Short exercise - Pull out every line of the records below that contains the word "door", and copy each one. Case counts, so match capitals and lowercase letters.

Records for the exercise -
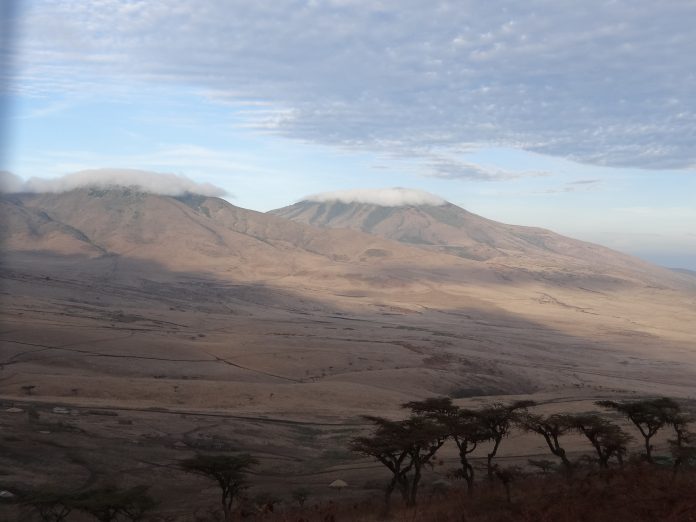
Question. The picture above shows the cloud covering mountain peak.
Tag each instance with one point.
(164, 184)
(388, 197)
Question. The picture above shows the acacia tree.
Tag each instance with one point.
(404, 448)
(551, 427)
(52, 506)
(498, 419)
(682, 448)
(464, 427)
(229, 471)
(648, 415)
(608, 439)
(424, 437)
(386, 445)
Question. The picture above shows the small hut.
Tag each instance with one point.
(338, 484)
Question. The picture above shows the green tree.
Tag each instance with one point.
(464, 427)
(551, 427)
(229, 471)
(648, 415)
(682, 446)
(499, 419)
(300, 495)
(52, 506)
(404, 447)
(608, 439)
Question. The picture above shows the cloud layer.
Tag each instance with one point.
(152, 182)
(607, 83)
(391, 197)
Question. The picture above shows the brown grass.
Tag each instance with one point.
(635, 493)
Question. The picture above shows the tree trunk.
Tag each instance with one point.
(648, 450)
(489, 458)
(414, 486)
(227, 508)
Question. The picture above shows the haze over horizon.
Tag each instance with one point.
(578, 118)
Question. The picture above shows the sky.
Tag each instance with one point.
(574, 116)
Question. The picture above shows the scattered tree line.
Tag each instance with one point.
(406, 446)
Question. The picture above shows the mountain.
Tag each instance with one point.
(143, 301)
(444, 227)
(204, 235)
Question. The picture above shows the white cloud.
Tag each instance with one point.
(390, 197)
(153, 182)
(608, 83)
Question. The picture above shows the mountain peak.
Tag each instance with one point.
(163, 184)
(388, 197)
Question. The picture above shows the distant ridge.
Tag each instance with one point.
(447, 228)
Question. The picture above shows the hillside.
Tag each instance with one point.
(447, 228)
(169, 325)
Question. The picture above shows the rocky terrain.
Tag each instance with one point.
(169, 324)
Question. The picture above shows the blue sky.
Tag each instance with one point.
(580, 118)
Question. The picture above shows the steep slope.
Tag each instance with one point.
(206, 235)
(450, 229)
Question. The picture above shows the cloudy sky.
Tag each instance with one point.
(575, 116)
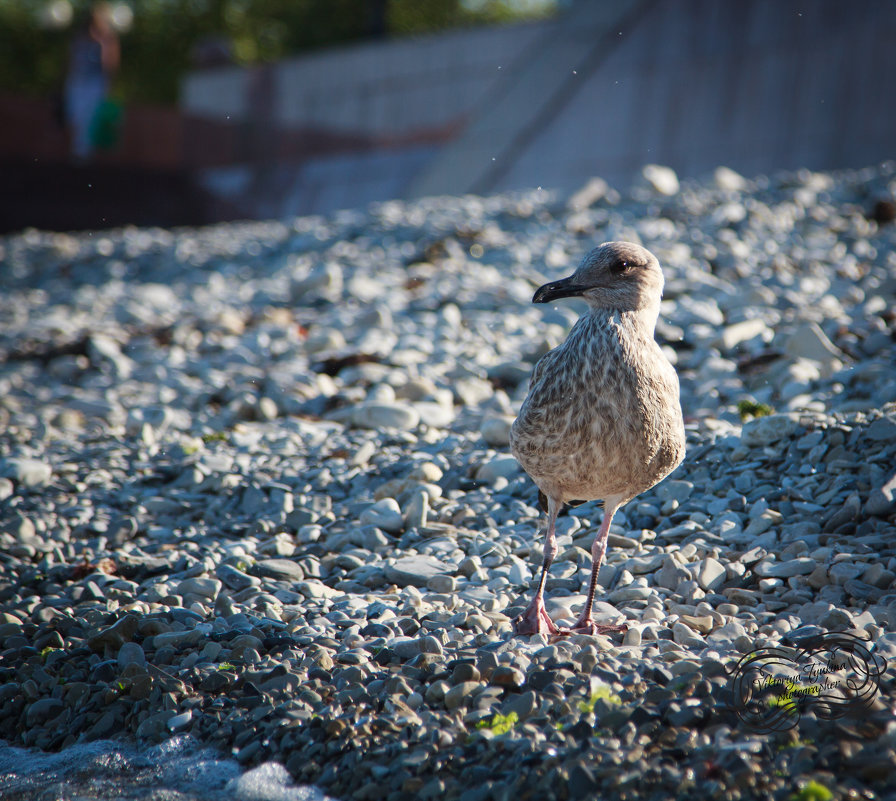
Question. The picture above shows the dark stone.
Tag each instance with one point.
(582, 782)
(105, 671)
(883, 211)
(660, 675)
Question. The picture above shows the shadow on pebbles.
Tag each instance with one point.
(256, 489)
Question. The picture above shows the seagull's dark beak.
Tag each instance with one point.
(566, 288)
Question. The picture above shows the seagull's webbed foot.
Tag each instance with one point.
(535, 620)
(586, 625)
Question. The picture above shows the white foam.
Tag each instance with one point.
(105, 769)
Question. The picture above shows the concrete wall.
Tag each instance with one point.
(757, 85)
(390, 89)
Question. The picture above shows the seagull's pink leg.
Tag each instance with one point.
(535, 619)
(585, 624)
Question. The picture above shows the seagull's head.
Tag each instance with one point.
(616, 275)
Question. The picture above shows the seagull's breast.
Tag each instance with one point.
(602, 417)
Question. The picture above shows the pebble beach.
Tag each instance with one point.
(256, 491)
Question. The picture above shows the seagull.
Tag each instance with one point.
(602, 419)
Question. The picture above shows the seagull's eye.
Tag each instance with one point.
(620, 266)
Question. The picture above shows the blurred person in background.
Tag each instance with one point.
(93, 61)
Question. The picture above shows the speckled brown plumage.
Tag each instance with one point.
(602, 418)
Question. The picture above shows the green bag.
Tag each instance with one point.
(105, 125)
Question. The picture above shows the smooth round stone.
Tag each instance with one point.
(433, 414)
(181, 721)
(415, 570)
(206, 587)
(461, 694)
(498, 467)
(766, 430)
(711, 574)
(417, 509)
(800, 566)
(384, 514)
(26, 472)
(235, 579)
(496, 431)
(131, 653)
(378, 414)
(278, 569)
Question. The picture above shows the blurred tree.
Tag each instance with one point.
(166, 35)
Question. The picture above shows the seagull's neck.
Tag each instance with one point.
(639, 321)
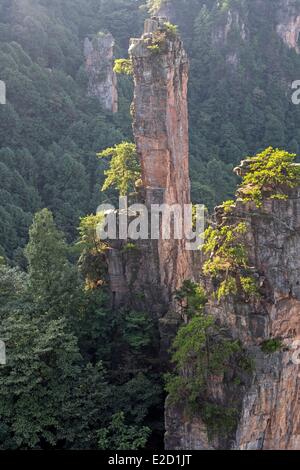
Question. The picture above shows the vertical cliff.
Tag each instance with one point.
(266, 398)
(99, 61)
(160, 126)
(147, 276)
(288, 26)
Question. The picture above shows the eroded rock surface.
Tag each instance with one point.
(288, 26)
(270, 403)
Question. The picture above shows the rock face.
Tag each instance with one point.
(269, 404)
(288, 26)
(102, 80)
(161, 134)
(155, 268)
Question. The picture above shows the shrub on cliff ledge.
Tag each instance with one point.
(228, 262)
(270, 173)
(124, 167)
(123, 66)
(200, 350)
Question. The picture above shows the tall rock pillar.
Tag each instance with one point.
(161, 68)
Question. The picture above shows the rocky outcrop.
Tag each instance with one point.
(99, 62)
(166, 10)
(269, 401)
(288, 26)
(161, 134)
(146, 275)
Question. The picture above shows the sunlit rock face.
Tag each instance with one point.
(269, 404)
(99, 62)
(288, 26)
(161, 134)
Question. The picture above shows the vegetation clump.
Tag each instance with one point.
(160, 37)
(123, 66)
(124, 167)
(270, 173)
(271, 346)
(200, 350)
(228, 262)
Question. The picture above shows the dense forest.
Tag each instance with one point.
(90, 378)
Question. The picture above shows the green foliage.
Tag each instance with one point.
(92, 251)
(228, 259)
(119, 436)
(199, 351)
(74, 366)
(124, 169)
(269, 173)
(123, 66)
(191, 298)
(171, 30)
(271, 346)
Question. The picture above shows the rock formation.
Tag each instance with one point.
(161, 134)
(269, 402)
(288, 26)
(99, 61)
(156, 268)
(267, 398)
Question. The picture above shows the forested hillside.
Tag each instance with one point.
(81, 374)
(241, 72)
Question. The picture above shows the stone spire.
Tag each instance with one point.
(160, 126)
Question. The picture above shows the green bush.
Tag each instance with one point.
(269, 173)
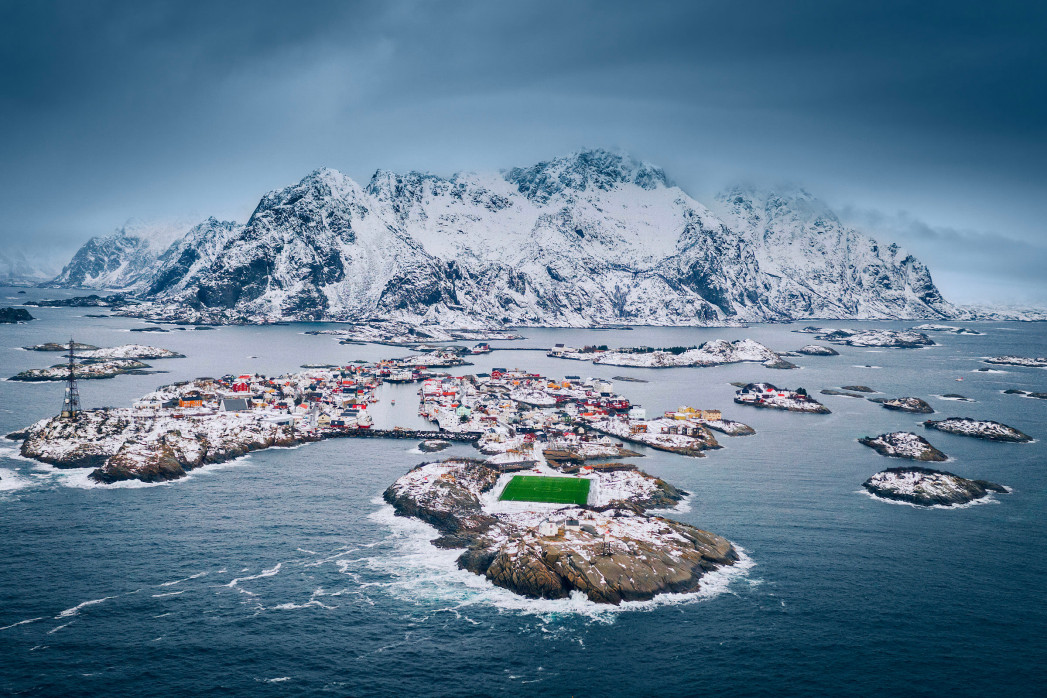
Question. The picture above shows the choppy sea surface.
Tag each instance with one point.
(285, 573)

...

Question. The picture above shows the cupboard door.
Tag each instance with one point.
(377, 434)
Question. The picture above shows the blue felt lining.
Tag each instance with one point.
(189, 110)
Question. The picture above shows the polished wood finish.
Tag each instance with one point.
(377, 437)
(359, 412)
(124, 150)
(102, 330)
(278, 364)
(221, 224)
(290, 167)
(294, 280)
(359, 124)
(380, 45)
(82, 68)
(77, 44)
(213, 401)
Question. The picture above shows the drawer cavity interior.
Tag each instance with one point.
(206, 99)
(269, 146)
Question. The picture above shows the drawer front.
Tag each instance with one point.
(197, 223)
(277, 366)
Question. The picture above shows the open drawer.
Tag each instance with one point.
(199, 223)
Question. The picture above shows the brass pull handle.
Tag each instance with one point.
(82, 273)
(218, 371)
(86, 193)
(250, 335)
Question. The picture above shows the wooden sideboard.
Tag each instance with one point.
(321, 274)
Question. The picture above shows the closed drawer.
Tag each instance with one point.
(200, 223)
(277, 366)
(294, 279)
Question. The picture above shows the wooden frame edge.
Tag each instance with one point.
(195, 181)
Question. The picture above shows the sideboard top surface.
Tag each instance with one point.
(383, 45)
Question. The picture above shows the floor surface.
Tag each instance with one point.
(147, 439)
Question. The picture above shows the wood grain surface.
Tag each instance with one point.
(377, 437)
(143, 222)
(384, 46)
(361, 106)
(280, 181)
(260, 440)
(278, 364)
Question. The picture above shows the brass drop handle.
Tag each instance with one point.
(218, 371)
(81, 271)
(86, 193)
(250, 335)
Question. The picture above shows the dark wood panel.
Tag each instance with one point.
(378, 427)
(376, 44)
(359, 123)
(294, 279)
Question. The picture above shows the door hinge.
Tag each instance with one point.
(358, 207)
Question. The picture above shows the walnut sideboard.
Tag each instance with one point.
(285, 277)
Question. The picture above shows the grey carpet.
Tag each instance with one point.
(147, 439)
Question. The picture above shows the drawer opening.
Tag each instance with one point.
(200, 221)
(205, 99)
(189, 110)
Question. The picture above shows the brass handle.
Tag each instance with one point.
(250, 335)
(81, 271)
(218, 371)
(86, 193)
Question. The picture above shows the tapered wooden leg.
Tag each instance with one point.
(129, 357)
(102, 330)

Result -
Question. The picture above shows the cupboard door.
Question. The picture above shows the door hinge.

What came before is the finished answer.